Exercise details:
Can you reproduce every one of the rows below verbatim, leaving the pictures out?

* start Records *

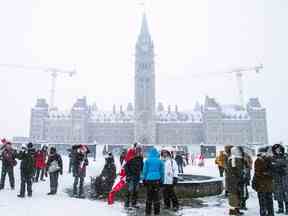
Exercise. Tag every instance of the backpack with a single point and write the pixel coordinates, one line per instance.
(54, 166)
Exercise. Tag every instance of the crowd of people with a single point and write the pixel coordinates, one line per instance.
(270, 179)
(38, 164)
(157, 173)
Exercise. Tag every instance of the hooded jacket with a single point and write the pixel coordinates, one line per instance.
(170, 170)
(153, 169)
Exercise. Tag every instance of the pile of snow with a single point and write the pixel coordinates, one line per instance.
(62, 204)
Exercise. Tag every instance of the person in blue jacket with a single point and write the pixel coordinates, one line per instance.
(153, 176)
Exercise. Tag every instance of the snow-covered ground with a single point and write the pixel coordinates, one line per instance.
(61, 204)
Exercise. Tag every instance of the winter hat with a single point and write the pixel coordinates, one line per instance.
(29, 145)
(23, 146)
(236, 152)
(263, 150)
(52, 150)
(167, 151)
(130, 154)
(278, 149)
(44, 147)
(3, 141)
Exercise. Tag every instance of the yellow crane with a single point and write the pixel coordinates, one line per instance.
(54, 72)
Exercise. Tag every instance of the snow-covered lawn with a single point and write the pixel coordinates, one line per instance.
(61, 204)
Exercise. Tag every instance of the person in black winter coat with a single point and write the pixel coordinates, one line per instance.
(280, 177)
(133, 169)
(8, 156)
(80, 162)
(122, 156)
(54, 167)
(105, 181)
(26, 155)
(180, 162)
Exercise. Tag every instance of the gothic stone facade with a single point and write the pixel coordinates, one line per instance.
(209, 123)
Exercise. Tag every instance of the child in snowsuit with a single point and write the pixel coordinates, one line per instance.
(54, 168)
(180, 162)
(26, 155)
(80, 163)
(133, 169)
(40, 163)
(105, 181)
(8, 156)
(262, 182)
(219, 161)
(235, 168)
(153, 176)
(170, 180)
(280, 177)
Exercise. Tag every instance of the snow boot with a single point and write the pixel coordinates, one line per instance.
(239, 212)
(21, 195)
(233, 212)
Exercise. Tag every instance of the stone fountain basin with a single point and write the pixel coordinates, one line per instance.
(194, 186)
(188, 187)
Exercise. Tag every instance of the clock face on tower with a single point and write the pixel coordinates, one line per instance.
(145, 48)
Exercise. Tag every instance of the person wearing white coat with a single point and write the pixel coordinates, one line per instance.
(170, 180)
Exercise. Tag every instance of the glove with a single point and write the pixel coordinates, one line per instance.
(175, 181)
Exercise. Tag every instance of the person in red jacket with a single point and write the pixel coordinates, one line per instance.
(40, 163)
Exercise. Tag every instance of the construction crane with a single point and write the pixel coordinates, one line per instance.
(239, 72)
(54, 72)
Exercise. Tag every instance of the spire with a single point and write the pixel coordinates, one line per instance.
(144, 26)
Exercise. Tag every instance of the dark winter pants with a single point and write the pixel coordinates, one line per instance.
(266, 204)
(169, 195)
(221, 171)
(10, 171)
(54, 181)
(132, 191)
(180, 167)
(152, 197)
(244, 195)
(76, 181)
(26, 180)
(70, 166)
(38, 171)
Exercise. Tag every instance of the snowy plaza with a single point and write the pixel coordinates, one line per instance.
(63, 204)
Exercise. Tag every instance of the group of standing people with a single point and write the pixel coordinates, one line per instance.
(270, 179)
(32, 163)
(159, 170)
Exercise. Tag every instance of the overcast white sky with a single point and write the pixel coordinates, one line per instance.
(98, 36)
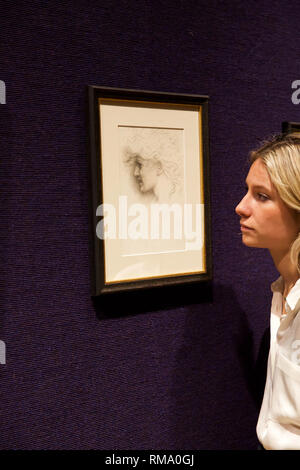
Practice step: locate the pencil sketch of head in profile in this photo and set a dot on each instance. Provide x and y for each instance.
(155, 159)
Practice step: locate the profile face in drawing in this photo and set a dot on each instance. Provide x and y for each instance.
(147, 173)
(154, 161)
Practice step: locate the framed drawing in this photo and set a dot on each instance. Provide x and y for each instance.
(150, 192)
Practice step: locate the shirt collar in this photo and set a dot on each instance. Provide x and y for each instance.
(293, 296)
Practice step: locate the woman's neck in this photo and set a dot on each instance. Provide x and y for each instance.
(286, 269)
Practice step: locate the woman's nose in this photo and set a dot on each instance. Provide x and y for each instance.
(242, 209)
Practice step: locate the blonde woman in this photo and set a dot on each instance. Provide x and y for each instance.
(270, 218)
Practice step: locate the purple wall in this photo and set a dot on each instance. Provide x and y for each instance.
(163, 373)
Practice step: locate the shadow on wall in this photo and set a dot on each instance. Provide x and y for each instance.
(218, 383)
(150, 300)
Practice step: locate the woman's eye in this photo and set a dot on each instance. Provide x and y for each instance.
(262, 197)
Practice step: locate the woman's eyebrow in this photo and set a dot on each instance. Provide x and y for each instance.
(259, 186)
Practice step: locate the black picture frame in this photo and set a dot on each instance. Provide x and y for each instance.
(131, 114)
(288, 127)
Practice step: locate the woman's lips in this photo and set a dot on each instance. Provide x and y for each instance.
(245, 228)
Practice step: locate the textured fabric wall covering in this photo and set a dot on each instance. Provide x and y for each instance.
(167, 373)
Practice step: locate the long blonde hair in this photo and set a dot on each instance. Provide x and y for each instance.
(281, 157)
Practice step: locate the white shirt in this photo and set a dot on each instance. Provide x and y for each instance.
(278, 425)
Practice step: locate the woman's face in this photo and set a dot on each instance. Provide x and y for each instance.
(266, 221)
(146, 172)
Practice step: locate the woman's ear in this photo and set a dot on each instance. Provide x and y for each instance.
(159, 168)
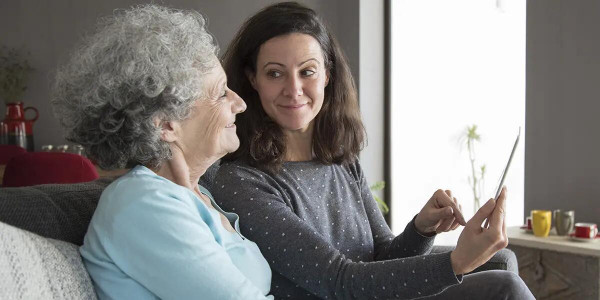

* end Records *

Result of this exercise:
Exercise. Tag every instance of the backpack with a single point and write the pixel coordinates, one line per instance.
(54, 166)
Exercise. Tag every instance of the crowd of people with a single point and write the pixel coordinates, one line per instance.
(270, 179)
(38, 164)
(157, 173)
Exercise. Tag every instance of the hooded jacket with a single point and write the pixel coordinates, one line per instance.
(170, 170)
(153, 169)
Exercise. Tag every instance of the pile of snow with a single point and write the pixel coordinates, one line per instance.
(62, 204)
Exercise. Tag every instance of the person in blue jacket with a single point and write the pixel coordinates, one line per instance.
(153, 176)
Exercise. Tag every instance of the snow-covered ground with a single point and write the pixel coordinates, one line per instance.
(61, 204)
Exercise. Tag every instance of the winter hat with a single point and write the pixel coordinates, one line per instance.
(29, 145)
(23, 146)
(236, 152)
(263, 150)
(52, 150)
(167, 151)
(130, 154)
(278, 149)
(44, 147)
(3, 141)
Exercise. Tag every instance of the yellow crane with a single point and write the pixel coordinates, one line per instance.
(54, 72)
Exercise. Tag every instance of the snow-covered lawn with a single point and write the pixel coordinates, one line per instance.
(61, 204)
Exercise. Tag every instance of the person in black winter coat with a single point and write the pixel coordinates, one line per instance.
(280, 177)
(133, 169)
(8, 156)
(80, 162)
(122, 156)
(54, 167)
(105, 181)
(26, 155)
(180, 162)
Exercise. Tag every instance of the gothic stone facade with a single point and write the pixel coordinates, one line per instance.
(209, 123)
Exercise. Tag every instance of the child in snowsuit with a single point and write the pixel coordinates, one line per instance.
(54, 168)
(180, 162)
(26, 155)
(80, 163)
(133, 169)
(40, 163)
(105, 181)
(8, 156)
(262, 182)
(219, 161)
(235, 168)
(153, 176)
(170, 180)
(280, 177)
Exercise. Tag every instance of the snow boot with a single point and write the pixel coordinates, one line per instance.
(239, 212)
(21, 195)
(233, 212)
Exercise. Tag every instance of the stone fountain basin with a single point and write the pixel coordinates, one line per instance.
(194, 186)
(188, 187)
Exercise. Tag every instance of the clock face on tower with a single point and write the pixel coordinates, one line per instance.
(145, 48)
Exercise. Tag every instance of the person wearing white coat with a single point and write the pixel coordinates, one line per instance.
(170, 180)
Exercise. Tag every instance of the glove with a single point and write the pixel coordinates, one line per instance.
(175, 181)
Exercise. Tag every instance of the person in red jacket with a single point and write the pixel coordinates, one line per instance.
(40, 163)
Exercise. Tag every instance of the construction crane with a single point and write the pixel coordinates, one line per instance.
(239, 72)
(54, 72)
Exercise. Tag every instance of the spire with a single point and write the pixel coordinates, one line per instance.
(144, 26)
Exercise. Tag every instance of the dark winter pants with a single point and write the pixel coordinates, one line per instance.
(266, 204)
(169, 195)
(221, 171)
(10, 171)
(54, 181)
(132, 191)
(180, 167)
(152, 197)
(244, 195)
(76, 181)
(26, 180)
(70, 166)
(38, 171)
Exercise. Tag every instance of the snowy plaza with a single point and write the pixel coordinates, one line per instance.
(63, 204)
Exercise. Tag every instance of the group of standing people with a single point and write the pixel coordinates, one line per instance.
(270, 179)
(32, 163)
(159, 170)
Exercise. Tag every instance of the overcast white sky with a single point and write the pixel coordinates, one line per instance.
(98, 36)
Practice step: locate the pencil sketch of head in profile in this photo and set a dot on each instance. Provide x and y for each instance.
(155, 159)
Practice step: locate the profile face in drawing in this photo and set a dot on each instance. Provide x and y for each instance.
(147, 173)
(154, 161)
Practice step: locate the framed drawing in this photo and set a dot on each instance. Provide x and y for each instance.
(150, 192)
Practice step: locate the shirt collar in this photo and set a dot on each instance. Provide x and y for each instance.
(293, 296)
Practice step: locate the woman's neck in this photo and set a dot on each instance. Provide x and y for each instance.
(286, 269)
Practice step: locate the woman's nose in this photo and set a dot on each instance. Provide x and y for each instance.
(242, 209)
Practice step: locate the blonde woman in this photo and set a dot on each instance. Provide x and y for each instance.
(270, 218)
Practice step: locate the purple wall in this photo and set a dot on each instance. Provide x and y for each instance.
(163, 373)
Practice step: locate the shadow on wall in this photo and set a dot on each instance. Provide x and y for each instance.
(218, 383)
(150, 300)
Practice step: locate the woman's eye in this photo and set a dot on each instance. Provide x and y for each instance.
(262, 197)
Practice step: locate the woman's eyebrow in this photo and set a dot on each instance. Provide x and y for each instance.
(259, 186)
Practice step: locate the black picture frame in this photo and set a dot on each instance. Provide x and y for each instance.
(131, 114)
(288, 127)
Practice step: locate the woman's lips in this photo and set a dot on each instance. Provide x and y for each instance.
(245, 228)
Practice step: locate the textured fabric wall covering in this photo and set a dot on each instance. Provide x and y for each instance.
(167, 373)
Practice step: locate the long blonde hair in this photo and set a dot on each instance. Provide x and y for each instance.
(281, 157)
Practice step: locate the white shirt in this photo and set a dot on each instance. Provide x and y for each instance.
(278, 425)
Practice step: locate the woman's face in this photo and set a dot on each instance. Provide x and y for each instance.
(266, 221)
(146, 172)
Practice step: locate the woman's ear in this photo and set a dot on each instance. Provide x and y for each instance.
(159, 168)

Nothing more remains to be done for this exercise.